11 Ocak 2025 10:24

10 Ocak Çalışan Gazeteciler Günü: Mesleki zorluklar ve gazetecilerin mücadelesi

Düşen maaşlar, artan iş yükü gazetecilerin en temel problemleri arasında yer alıyor. Bu zorluklarla birlikte, gazeteciler giderek alternatif meslek alanlarına yönelmek zorunda kalıyor.

Fotoğraf: Vanilla Bear Films/Unsplash

Paylaş

İlknur HAYLAZ
İstanbul

10 Ocak Çalışan Gazeteciler Günü, Türkiye'deki gazetecilerin mesleki zorluklarını ve mücadelelerini gündeme taşıyor. Ekonomik sıkıntılar, siyasi baskılar ve iş güvencesizliği gibi sorunlarla boğuşan gazeteciler, mesleklerine duydukları bağlılıkla halkın doğru bilgiye erişim hakkını korumaya devam ediyor. Ancak, pek çok gazeteci alternatif meslek alanlarına yönelmek zorunda kalırken, basın özgürlüğü ve gazetecilik mesleğinin geleceği ciddi tehditler altında kalıyor.

--- Veri kayıtları ---
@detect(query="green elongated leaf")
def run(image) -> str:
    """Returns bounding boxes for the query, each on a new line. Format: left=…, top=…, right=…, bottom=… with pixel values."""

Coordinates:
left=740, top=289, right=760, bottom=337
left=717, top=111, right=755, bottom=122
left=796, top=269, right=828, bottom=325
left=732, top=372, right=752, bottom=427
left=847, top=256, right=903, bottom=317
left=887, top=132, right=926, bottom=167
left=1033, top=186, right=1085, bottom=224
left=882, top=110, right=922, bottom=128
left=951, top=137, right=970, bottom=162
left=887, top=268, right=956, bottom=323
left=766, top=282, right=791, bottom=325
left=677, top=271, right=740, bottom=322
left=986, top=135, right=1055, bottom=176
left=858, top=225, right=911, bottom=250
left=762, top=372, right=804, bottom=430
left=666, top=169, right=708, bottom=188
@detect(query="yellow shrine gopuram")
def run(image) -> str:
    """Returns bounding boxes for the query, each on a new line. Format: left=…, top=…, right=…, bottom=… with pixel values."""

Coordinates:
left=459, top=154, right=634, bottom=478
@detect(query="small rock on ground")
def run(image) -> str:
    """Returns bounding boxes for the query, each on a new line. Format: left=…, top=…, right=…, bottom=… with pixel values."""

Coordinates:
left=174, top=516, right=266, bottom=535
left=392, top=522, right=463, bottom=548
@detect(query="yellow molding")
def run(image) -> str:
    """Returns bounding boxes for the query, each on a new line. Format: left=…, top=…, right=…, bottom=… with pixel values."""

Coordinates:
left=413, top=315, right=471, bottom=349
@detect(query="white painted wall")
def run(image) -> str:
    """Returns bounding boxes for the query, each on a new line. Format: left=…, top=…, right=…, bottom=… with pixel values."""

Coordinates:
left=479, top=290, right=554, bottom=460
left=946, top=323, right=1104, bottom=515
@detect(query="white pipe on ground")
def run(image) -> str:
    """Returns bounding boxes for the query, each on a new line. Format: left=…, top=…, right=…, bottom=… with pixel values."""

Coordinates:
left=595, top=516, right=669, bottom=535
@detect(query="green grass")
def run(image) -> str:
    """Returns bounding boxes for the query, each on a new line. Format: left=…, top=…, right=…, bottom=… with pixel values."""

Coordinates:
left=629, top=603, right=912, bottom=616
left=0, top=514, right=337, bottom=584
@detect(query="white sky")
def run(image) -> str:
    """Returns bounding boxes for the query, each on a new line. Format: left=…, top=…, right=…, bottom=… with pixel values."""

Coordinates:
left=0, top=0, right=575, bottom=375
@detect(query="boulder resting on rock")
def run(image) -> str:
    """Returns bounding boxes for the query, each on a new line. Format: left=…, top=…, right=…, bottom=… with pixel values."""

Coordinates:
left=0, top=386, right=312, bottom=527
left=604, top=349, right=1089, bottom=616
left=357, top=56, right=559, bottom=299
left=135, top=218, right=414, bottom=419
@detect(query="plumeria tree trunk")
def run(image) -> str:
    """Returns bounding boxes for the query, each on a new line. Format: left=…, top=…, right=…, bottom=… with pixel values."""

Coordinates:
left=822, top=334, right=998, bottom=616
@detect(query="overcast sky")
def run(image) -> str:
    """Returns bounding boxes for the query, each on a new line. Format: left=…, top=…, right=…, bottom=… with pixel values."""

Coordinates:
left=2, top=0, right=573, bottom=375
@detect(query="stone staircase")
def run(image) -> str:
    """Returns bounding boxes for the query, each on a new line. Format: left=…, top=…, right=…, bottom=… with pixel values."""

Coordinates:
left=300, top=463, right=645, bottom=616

--- Yapılacaklar listesi ---
a. Çalışan Gazeteciler Günü metninde "11 Ocak 2025" sözcükleriyle açılıp "tehditler altında kalıyor." sözcükleriyle kapanan kısmı hiçbir değişiklik yapmadan yazın.
b. Çalışan Gazeteciler Günü metnine göre gazetecilerin en temel problemleri arasında neler yer alıyor?
c. Çalışan Gazeteciler Günü metnindeki "Düşen maaşlar, artan iş yükü gazetecilerin en temel problemleri arasında yer alıyor." cümlesini İngilizceye çevirin.

--- Çözülen görevler ---
a.
11 Ocak 2025 10:24

10 Ocak Çalışan Gazeteciler Günü: Mesleki zorluklar ve gazetecilerin mücadelesi

Düşen maaşlar, artan iş yükü gazetecilerin en temel problemleri arasında yer alıyor. Bu zorluklarla birlikte, gazeteciler giderek alternatif meslek alanlarına yönelmek zorunda kalıyor.

Fotoğraf: Vanilla Bear Films/Unsplash

Paylaş

İlknur HAYLAZ
İstanbul

10 Ocak Çalışan Gazeteciler Günü, Türkiye'deki gazetecilerin mesleki zorluklarını ve mücadelelerini gündeme taşıyor. Ekonomik sıkıntılar, siyasi baskılar ve iş güvencesizliği gibi sorunlarla boğuşan gazeteciler, mesleklerine duydukları bağlılıkla halkın doğru bilgiye erişim hakkını korumaya devam ediyor. Ancak, pek çok gazeteci alternatif meslek alanlarına yönelmek zorunda kalırken, basın özgürlüğü ve gazetecilik mesleğinin geleceği ciddi tehditler altında kalıyor.

b. Düşen maaşlar ve artan iş yükü.

c. Falling salaries and increasing workloads are among the most fundamental problems of journalists.